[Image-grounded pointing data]
__________
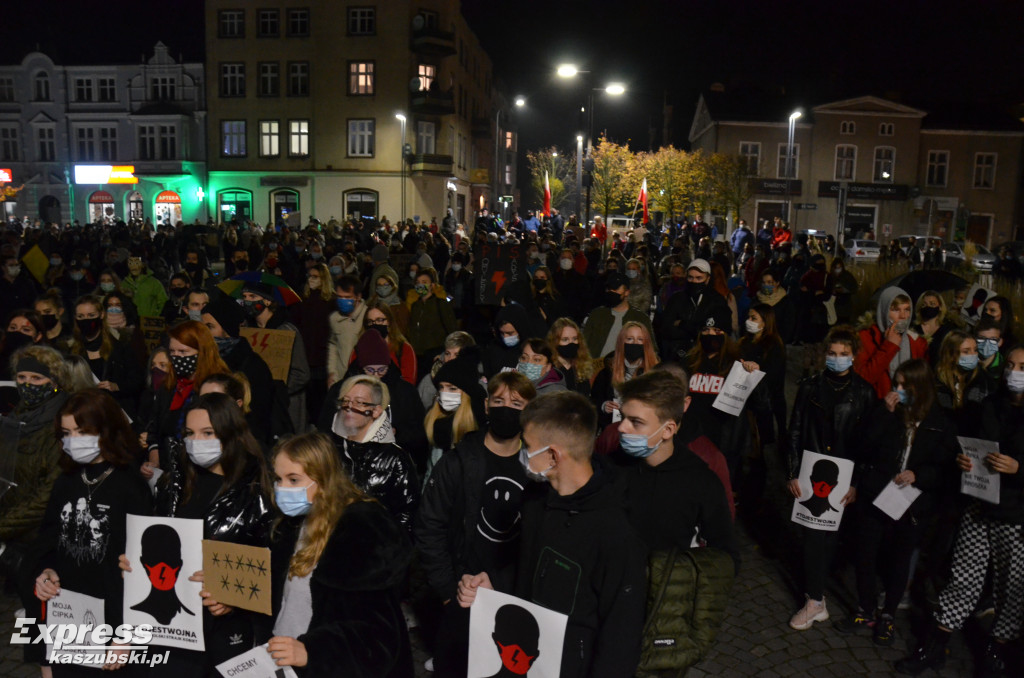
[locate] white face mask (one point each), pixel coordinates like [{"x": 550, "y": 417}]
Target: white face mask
[
  {"x": 450, "y": 401},
  {"x": 83, "y": 449},
  {"x": 204, "y": 453}
]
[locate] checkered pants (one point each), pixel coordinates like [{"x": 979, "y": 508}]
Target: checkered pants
[{"x": 980, "y": 540}]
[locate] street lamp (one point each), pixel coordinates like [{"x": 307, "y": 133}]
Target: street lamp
[{"x": 401, "y": 118}]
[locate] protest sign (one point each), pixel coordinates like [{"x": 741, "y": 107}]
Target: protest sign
[
  {"x": 163, "y": 554},
  {"x": 274, "y": 346},
  {"x": 823, "y": 482},
  {"x": 736, "y": 389},
  {"x": 238, "y": 576},
  {"x": 508, "y": 634},
  {"x": 980, "y": 481}
]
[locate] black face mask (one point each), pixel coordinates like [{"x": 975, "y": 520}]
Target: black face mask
[
  {"x": 633, "y": 352},
  {"x": 504, "y": 422},
  {"x": 568, "y": 351}
]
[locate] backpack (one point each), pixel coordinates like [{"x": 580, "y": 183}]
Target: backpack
[{"x": 687, "y": 594}]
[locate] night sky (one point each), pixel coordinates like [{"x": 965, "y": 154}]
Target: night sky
[{"x": 922, "y": 53}]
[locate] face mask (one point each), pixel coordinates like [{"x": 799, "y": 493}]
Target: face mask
[
  {"x": 568, "y": 351},
  {"x": 293, "y": 501},
  {"x": 204, "y": 453},
  {"x": 986, "y": 347},
  {"x": 525, "y": 456},
  {"x": 504, "y": 422},
  {"x": 635, "y": 445},
  {"x": 83, "y": 449},
  {"x": 712, "y": 343},
  {"x": 633, "y": 352},
  {"x": 184, "y": 366},
  {"x": 450, "y": 401},
  {"x": 968, "y": 362},
  {"x": 839, "y": 364}
]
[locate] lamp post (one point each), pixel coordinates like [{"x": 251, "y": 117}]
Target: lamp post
[{"x": 401, "y": 118}]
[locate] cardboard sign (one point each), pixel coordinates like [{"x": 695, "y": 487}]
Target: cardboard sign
[
  {"x": 163, "y": 554},
  {"x": 274, "y": 346},
  {"x": 737, "y": 388},
  {"x": 980, "y": 481},
  {"x": 153, "y": 331},
  {"x": 499, "y": 267},
  {"x": 823, "y": 482},
  {"x": 257, "y": 663},
  {"x": 238, "y": 576},
  {"x": 511, "y": 636}
]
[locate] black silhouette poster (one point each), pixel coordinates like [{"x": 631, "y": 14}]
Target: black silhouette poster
[
  {"x": 823, "y": 482},
  {"x": 238, "y": 576},
  {"x": 510, "y": 637},
  {"x": 163, "y": 554}
]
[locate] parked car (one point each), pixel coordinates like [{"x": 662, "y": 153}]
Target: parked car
[{"x": 862, "y": 250}]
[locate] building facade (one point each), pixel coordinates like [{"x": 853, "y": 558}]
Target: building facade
[
  {"x": 94, "y": 142},
  {"x": 868, "y": 166},
  {"x": 330, "y": 109}
]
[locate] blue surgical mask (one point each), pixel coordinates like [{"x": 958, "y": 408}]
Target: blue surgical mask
[
  {"x": 968, "y": 362},
  {"x": 635, "y": 445},
  {"x": 839, "y": 364},
  {"x": 293, "y": 501}
]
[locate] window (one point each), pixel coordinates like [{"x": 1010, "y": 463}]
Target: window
[
  {"x": 788, "y": 168},
  {"x": 231, "y": 24},
  {"x": 83, "y": 89},
  {"x": 938, "y": 168},
  {"x": 108, "y": 143},
  {"x": 360, "y": 138},
  {"x": 360, "y": 78},
  {"x": 232, "y": 79},
  {"x": 42, "y": 87},
  {"x": 427, "y": 75},
  {"x": 298, "y": 137},
  {"x": 269, "y": 79},
  {"x": 426, "y": 137},
  {"x": 984, "y": 170},
  {"x": 846, "y": 162},
  {"x": 108, "y": 89},
  {"x": 47, "y": 146},
  {"x": 269, "y": 138},
  {"x": 751, "y": 153},
  {"x": 163, "y": 88},
  {"x": 361, "y": 20},
  {"x": 268, "y": 24},
  {"x": 298, "y": 23},
  {"x": 298, "y": 79},
  {"x": 8, "y": 143},
  {"x": 232, "y": 138}
]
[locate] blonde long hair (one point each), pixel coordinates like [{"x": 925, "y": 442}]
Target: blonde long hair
[{"x": 318, "y": 459}]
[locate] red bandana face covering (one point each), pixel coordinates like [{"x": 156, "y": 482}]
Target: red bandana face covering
[
  {"x": 162, "y": 576},
  {"x": 822, "y": 489},
  {"x": 515, "y": 660}
]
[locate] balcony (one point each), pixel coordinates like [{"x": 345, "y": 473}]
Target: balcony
[
  {"x": 432, "y": 102},
  {"x": 430, "y": 164},
  {"x": 433, "y": 42}
]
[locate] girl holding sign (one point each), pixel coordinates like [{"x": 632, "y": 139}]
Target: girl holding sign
[{"x": 84, "y": 527}]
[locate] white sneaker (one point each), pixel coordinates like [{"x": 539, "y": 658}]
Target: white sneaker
[{"x": 813, "y": 610}]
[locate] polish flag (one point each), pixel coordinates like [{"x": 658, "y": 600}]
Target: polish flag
[{"x": 547, "y": 196}]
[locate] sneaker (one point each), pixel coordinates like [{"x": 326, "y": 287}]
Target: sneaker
[
  {"x": 885, "y": 631},
  {"x": 854, "y": 623},
  {"x": 813, "y": 610}
]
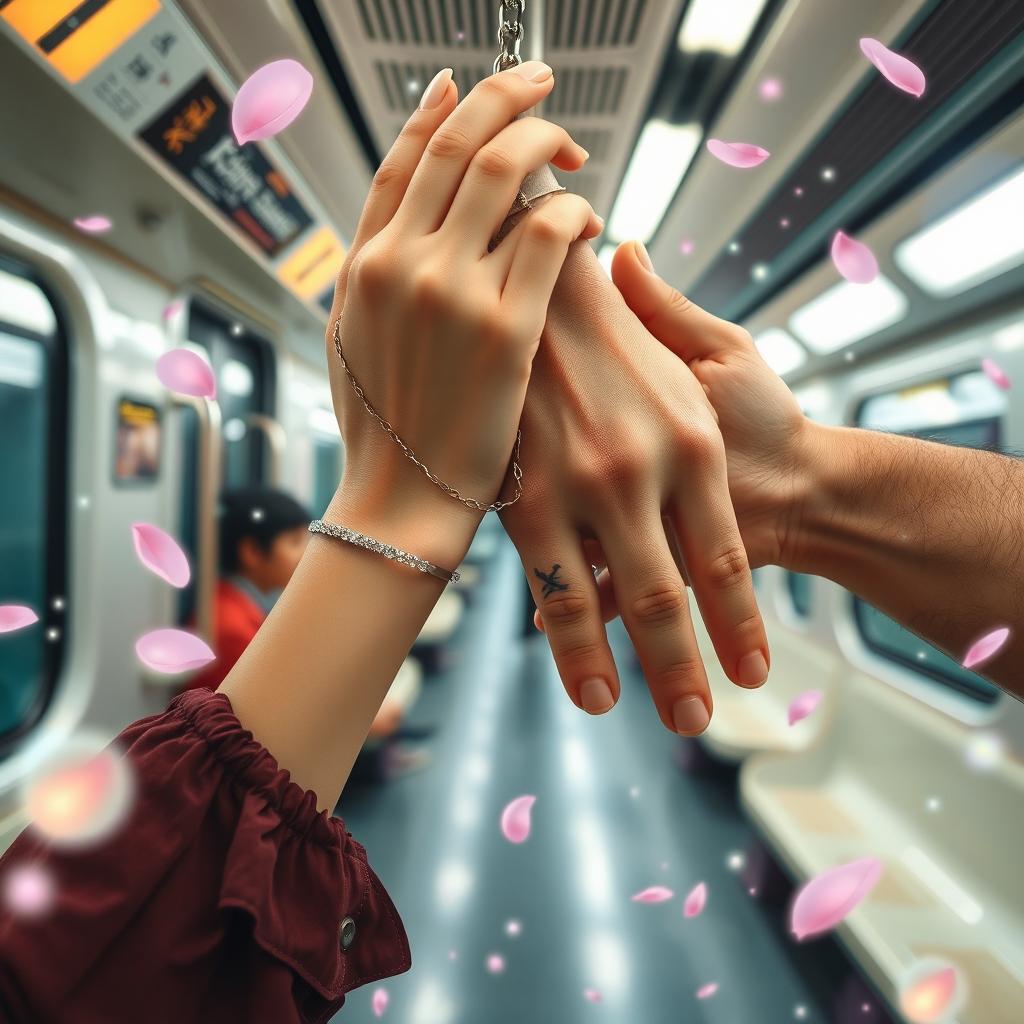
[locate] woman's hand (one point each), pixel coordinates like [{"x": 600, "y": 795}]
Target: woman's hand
[{"x": 439, "y": 333}]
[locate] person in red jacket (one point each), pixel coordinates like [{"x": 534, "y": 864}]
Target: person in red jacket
[{"x": 263, "y": 534}]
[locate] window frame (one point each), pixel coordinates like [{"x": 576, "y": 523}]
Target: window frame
[{"x": 56, "y": 355}]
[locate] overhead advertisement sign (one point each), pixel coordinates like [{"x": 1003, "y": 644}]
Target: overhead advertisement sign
[
  {"x": 75, "y": 36},
  {"x": 194, "y": 136}
]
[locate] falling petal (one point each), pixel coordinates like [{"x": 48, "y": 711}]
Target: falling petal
[
  {"x": 160, "y": 553},
  {"x": 995, "y": 374},
  {"x": 930, "y": 991},
  {"x": 29, "y": 890},
  {"x": 853, "y": 259},
  {"x": 379, "y": 1001},
  {"x": 270, "y": 99},
  {"x": 695, "y": 900},
  {"x": 515, "y": 819},
  {"x": 181, "y": 370},
  {"x": 828, "y": 897},
  {"x": 988, "y": 646},
  {"x": 804, "y": 705},
  {"x": 654, "y": 894},
  {"x": 737, "y": 154},
  {"x": 903, "y": 74},
  {"x": 172, "y": 650},
  {"x": 15, "y": 616},
  {"x": 80, "y": 796},
  {"x": 96, "y": 224}
]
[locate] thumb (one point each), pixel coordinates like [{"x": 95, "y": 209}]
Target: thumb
[{"x": 680, "y": 325}]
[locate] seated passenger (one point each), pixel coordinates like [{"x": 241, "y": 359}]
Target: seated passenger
[{"x": 263, "y": 532}]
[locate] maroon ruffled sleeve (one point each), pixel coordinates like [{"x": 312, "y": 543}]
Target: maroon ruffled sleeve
[{"x": 225, "y": 897}]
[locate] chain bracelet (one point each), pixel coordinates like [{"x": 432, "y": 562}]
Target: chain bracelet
[
  {"x": 411, "y": 455},
  {"x": 509, "y": 34}
]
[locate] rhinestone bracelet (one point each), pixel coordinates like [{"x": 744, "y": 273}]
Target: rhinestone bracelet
[{"x": 380, "y": 548}]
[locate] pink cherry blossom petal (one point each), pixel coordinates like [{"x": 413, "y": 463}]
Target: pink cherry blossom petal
[
  {"x": 379, "y": 1001},
  {"x": 988, "y": 646},
  {"x": 95, "y": 224},
  {"x": 29, "y": 890},
  {"x": 81, "y": 795},
  {"x": 931, "y": 991},
  {"x": 853, "y": 259},
  {"x": 695, "y": 900},
  {"x": 826, "y": 899},
  {"x": 270, "y": 99},
  {"x": 183, "y": 371},
  {"x": 804, "y": 705},
  {"x": 741, "y": 155},
  {"x": 653, "y": 894},
  {"x": 895, "y": 68},
  {"x": 995, "y": 374},
  {"x": 172, "y": 650},
  {"x": 516, "y": 819},
  {"x": 15, "y": 616},
  {"x": 160, "y": 553}
]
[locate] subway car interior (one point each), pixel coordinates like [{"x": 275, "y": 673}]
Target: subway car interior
[{"x": 133, "y": 224}]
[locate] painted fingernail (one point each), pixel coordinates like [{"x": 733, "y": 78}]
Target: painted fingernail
[
  {"x": 595, "y": 695},
  {"x": 753, "y": 669},
  {"x": 534, "y": 71},
  {"x": 644, "y": 257},
  {"x": 690, "y": 716},
  {"x": 434, "y": 92}
]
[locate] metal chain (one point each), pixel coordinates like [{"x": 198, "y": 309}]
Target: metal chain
[
  {"x": 410, "y": 454},
  {"x": 509, "y": 34}
]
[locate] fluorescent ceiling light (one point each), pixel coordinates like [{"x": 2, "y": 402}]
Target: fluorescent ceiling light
[
  {"x": 722, "y": 26},
  {"x": 780, "y": 350},
  {"x": 848, "y": 312},
  {"x": 976, "y": 242},
  {"x": 605, "y": 256},
  {"x": 663, "y": 155}
]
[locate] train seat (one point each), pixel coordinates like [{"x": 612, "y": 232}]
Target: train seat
[
  {"x": 747, "y": 722},
  {"x": 889, "y": 779}
]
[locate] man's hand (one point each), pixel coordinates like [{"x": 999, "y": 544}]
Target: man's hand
[{"x": 617, "y": 433}]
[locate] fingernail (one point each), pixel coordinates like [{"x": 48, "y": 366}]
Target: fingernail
[
  {"x": 595, "y": 695},
  {"x": 534, "y": 71},
  {"x": 434, "y": 92},
  {"x": 644, "y": 257},
  {"x": 753, "y": 669},
  {"x": 690, "y": 716}
]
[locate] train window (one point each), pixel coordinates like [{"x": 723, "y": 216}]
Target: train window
[
  {"x": 966, "y": 410},
  {"x": 33, "y": 451},
  {"x": 799, "y": 586}
]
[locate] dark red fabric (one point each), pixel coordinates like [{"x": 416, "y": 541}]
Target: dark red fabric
[
  {"x": 220, "y": 900},
  {"x": 237, "y": 619}
]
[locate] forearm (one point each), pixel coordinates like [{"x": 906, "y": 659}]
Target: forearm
[
  {"x": 930, "y": 534},
  {"x": 311, "y": 681}
]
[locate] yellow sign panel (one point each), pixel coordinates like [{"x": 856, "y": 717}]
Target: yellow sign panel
[
  {"x": 313, "y": 265},
  {"x": 77, "y": 35}
]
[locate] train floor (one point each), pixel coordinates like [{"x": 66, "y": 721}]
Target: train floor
[{"x": 622, "y": 805}]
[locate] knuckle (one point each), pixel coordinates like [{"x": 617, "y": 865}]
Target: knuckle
[
  {"x": 728, "y": 568},
  {"x": 659, "y": 602},
  {"x": 564, "y": 610},
  {"x": 449, "y": 141},
  {"x": 494, "y": 163}
]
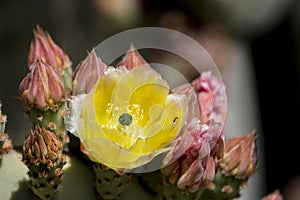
__________
Requirement: Quote, exactly and only, the lines from the first line of the data above through the line containing "[locate] cardboard sign". The pictures do not belong in it.

Exercise answer:
[locate] white face mask (one point each), pixel coordinates like [{"x": 550, "y": 417}]
Target: white face mask
[
  {"x": 450, "y": 401},
  {"x": 83, "y": 449},
  {"x": 204, "y": 453}
]
[locate] checkered pants (one point each), pixel coordinates like [{"x": 979, "y": 508}]
Target: checkered pants
[{"x": 980, "y": 540}]
[locate] street lamp (one point each), pixel coordinates like [{"x": 307, "y": 133}]
Target: street lamp
[{"x": 401, "y": 118}]
[locate] protest sign (one point each), pixel coordinates like [{"x": 741, "y": 107}]
Target: protest sign
[
  {"x": 163, "y": 554},
  {"x": 274, "y": 346},
  {"x": 823, "y": 482},
  {"x": 736, "y": 389},
  {"x": 238, "y": 576},
  {"x": 508, "y": 634},
  {"x": 980, "y": 481}
]
[locate] black face mask (one point each), pixel coordinates like [{"x": 975, "y": 520}]
Target: black face mask
[
  {"x": 633, "y": 352},
  {"x": 504, "y": 422},
  {"x": 568, "y": 351}
]
[locate] backpack (one point each), pixel coordinates like [{"x": 580, "y": 183}]
Target: backpack
[{"x": 687, "y": 594}]
[locate] night sky (one point each), pixel coordinates like [{"x": 965, "y": 154}]
Target: night sky
[{"x": 922, "y": 53}]
[locate] face mask (one point each), pixel coordinates like [{"x": 799, "y": 493}]
Target: face mask
[
  {"x": 568, "y": 351},
  {"x": 293, "y": 501},
  {"x": 204, "y": 453},
  {"x": 986, "y": 347},
  {"x": 525, "y": 456},
  {"x": 504, "y": 422},
  {"x": 635, "y": 445},
  {"x": 83, "y": 449},
  {"x": 712, "y": 343},
  {"x": 633, "y": 352},
  {"x": 184, "y": 366},
  {"x": 450, "y": 401},
  {"x": 968, "y": 362},
  {"x": 839, "y": 364}
]
[locate] lamp post (one point each), pixel coordinates like [{"x": 251, "y": 117}]
Target: lamp post
[{"x": 401, "y": 118}]
[locate] cardboard sign (one point each), pixel coordinates like [{"x": 695, "y": 487}]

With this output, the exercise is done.